What you need to do: Transcribe the neurofibroma text below word for word, from "We incubated human" up to and including "7-AAD staining negativity.".

We incubated human neurofibroma cell suspensions with mouse anti-human monoclonal antibodies against CD11b (8G12/HPCA-2, Becton–Dickinson; San Jose, CA) bound to allophycocyanin (APC) and p75/NGFR (C40-1457, Becton–Dickinson) bound to phycoerythrin (PE), on ice in a solution containing PBS/0.2 %BSA/0.01 % NaN3 for 30 min. After washing, we resuspended cells in PBS/0.2 %BSA/0.01 % NaN3/2 μg/mL 7-aminoactinomycin D (7-AAD, Invitrogen). We carried out isotopic controls with irrelevant mouse IgG1–APC and mouse-IgG1–PE in parallel. We acquired cell suspensions in a dual-laser (Argon 488 and dye laser 630 or HeNe 633) FACSCanto (Becton–Dickinson) and analyzed on an “alive” gate based on light scatter parameters and 7-AAD staining negativity.
Tumor proteins were extracted using extraction buffer . Primary antibodies recognizing pKit, Kit, and β-actin (Cell Signaling, Danvers, MA) were detected by incubation of the membrane with specific antibodies. Antibody binding to the membrane was visualized using a chemiluminescent detection system (ECL, Amersham, Arlington Heights, IL, USA). Anti-β-actin was used as a loading control.
For tumor volumetric analysis, data shown in the text are presented in tumor volume in mm3 for each mouse. To derive p values, we conducted a random effects model analysis on the log transformed tumor volume data as previously described . For analysis of cells in tissue sections, p values were calculated using a one-way analysis of variance (ANOVA) with Bonferroni post test analysis and the Mann–Whitney non-parametric t test as appropriate. Graph generation was performed using Prism GraphPad.
Human paraffin-embedded tissues were collected under Cincinnati Children’s Hospital Medical Center (CCHMC) IRB approval.
Ionized calcium-binding adapter molecule 1 (Iba1) can be used to identify macrophages in mouse and human . Iba1 immunohistochemistry demonstrated large numbers of macrophages in peripheral nerves from Dhh-Cre;Nf1flox/flox mice, constituting almost half the cells in the neurofibromas that had formed (Fig. 1a). By contrast, little or no macrophage staining was present in peripheral nerves from CNPase–EGFR mice, in which overexpression of EGFR in Schwann cells is driven by the Schwann cell CNPase promoter, or in wild-type mice (Fig. 1a), thus showing that macrophage recruitment correlates with the presence of tumor. Macrophage accumulation was highest in mouse GEM-peripheral nerve sheath tumors (PNSTs) from mice with mutations in Nf1 and p53 (p < 0.001) (Fig. 1b), showing that the level of macrophage recruitment into tumors correlated with progressive disease severity. Although Schwann cells can have phagocytic properties, they do not express Iba1. Immunofluorescent (IF) analyses of neurofibromas used Dhh-Cre; Nf1flox/flox; CMVβ actin lox-stop-lox EGFP mice, in which Schwann cells are green. Double labeling confirmed that Schwann cells (EGFP+) were Iba1-negative (Fig. 1c). In this mouse, we used Cre to allow EGFP expression only in cells expressing Dhh Staining with anti-CD163 in the DhhCre; Nf1fl/fl sciatic nerve, neurofibroma or MPNST showed that the vast majority of nerve and neurofibroma macrophages were CD163-negative, ruling out a major role for M2 macrophages expressing this marker in neurofibromas (Fig. 1d). MPNST showed less than 10 % CD163+:Iba1+ cells.

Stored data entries
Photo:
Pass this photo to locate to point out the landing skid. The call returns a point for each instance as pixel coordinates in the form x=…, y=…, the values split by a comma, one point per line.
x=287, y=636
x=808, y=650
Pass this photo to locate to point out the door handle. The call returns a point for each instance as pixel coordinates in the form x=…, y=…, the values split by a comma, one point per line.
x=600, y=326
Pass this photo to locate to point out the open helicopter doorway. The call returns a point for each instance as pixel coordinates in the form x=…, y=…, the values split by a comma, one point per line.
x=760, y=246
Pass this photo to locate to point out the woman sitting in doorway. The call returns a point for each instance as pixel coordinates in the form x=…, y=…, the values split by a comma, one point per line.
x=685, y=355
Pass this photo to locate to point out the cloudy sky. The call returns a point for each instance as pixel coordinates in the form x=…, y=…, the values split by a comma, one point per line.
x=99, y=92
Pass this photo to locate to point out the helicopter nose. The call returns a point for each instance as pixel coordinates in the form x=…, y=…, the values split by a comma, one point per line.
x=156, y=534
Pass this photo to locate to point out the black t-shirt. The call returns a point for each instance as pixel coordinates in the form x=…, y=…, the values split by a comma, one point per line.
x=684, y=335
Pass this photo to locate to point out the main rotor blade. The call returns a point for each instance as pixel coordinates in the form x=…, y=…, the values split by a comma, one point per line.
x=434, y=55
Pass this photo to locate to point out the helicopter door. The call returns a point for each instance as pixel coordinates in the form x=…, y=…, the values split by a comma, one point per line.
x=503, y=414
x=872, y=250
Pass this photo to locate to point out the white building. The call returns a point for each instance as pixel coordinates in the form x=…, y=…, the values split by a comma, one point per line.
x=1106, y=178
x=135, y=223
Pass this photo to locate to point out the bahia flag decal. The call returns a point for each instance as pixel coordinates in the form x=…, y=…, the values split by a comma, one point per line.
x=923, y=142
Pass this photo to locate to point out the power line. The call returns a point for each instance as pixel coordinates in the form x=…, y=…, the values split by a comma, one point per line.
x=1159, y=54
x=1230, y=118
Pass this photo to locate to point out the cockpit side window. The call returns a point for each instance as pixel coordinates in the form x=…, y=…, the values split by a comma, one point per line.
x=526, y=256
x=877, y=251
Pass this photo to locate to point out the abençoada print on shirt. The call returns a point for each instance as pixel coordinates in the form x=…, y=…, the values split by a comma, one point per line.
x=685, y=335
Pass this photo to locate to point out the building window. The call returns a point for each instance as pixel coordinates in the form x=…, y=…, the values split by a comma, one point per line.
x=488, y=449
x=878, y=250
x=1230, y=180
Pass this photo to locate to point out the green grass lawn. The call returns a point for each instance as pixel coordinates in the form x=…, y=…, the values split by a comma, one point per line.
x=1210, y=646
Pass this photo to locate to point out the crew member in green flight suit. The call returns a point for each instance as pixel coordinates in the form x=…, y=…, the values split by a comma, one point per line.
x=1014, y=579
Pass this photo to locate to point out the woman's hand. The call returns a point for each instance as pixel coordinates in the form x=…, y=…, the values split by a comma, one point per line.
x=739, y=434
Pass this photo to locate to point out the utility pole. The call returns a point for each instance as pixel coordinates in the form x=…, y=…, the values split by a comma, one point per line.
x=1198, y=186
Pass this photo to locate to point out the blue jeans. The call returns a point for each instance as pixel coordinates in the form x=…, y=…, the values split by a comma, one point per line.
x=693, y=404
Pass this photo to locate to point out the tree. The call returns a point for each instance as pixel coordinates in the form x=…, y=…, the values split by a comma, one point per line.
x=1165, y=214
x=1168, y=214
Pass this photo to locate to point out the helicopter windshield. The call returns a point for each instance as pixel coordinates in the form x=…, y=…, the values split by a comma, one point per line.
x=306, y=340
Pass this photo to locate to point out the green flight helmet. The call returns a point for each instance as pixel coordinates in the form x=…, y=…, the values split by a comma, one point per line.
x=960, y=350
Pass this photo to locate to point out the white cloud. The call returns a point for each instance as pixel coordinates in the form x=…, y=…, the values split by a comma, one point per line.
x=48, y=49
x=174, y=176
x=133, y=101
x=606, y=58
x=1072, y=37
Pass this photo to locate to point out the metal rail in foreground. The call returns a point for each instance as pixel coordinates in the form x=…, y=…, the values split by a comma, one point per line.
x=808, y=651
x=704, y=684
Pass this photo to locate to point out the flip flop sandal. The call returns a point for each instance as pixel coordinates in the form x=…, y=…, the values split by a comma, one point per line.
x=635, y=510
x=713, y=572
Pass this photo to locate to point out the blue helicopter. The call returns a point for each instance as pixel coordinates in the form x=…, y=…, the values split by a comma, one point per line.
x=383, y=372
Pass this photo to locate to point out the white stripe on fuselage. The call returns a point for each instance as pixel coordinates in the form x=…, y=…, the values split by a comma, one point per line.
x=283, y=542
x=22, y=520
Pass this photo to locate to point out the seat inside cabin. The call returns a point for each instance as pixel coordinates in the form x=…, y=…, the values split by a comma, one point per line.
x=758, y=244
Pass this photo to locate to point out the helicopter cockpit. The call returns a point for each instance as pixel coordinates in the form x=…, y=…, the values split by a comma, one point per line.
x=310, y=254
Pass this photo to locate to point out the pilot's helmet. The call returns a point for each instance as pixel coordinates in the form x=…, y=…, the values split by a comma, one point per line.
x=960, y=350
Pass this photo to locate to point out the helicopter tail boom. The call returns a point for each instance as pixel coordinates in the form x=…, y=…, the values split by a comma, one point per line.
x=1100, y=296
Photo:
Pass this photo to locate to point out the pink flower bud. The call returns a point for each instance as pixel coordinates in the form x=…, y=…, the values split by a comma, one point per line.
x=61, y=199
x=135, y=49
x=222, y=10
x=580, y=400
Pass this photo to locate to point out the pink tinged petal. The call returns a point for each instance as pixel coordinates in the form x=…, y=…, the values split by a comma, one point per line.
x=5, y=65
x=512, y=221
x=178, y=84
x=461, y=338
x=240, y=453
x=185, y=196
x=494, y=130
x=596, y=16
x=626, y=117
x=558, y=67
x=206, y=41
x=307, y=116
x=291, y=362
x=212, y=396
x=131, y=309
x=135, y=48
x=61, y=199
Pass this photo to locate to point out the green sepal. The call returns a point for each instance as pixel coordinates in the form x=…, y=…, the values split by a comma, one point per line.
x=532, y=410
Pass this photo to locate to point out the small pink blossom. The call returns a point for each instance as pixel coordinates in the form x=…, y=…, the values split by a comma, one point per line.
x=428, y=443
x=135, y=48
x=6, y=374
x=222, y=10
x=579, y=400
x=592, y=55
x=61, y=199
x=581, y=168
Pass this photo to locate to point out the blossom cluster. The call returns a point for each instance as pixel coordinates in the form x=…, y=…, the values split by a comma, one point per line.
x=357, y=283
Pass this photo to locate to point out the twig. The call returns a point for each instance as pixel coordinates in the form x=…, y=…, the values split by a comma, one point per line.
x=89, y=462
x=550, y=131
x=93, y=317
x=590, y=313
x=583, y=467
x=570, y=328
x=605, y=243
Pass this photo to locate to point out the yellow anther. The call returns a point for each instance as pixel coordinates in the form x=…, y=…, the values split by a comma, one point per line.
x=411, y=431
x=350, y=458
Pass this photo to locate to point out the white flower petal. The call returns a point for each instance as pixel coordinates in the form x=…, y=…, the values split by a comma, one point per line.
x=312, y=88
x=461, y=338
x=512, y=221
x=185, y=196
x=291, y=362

Expected answer:
We incubated human neurofibroma cell suspensions with mouse anti-human monoclonal antibodies against CD11b (8G12/HPCA-2, Becton–Dickinson; San Jose, CA) bound to allophycocyanin (APC) and p75/NGFR (C40-1457, Becton–Dickinson) bound to phycoerythrin (PE), on ice in a solution containing PBS/0.2 %BSA/0.01 % NaN3 for 30 min. After washing, we resuspended cells in PBS/0.2 %BSA/0.01 % NaN3/2 μg/mL 7-aminoactinomycin D (7-AAD, Invitrogen). We carried out isotopic controls with irrelevant mouse IgG1–APC and mouse-IgG1–PE in parallel. We acquired cell suspensions in a dual-laser (Argon 488 and dye laser 630 or HeNe 633) FACSCanto (Becton–Dickinson) and analyzed on an “alive” gate based on light scatter parameters and 7-AAD staining negativity.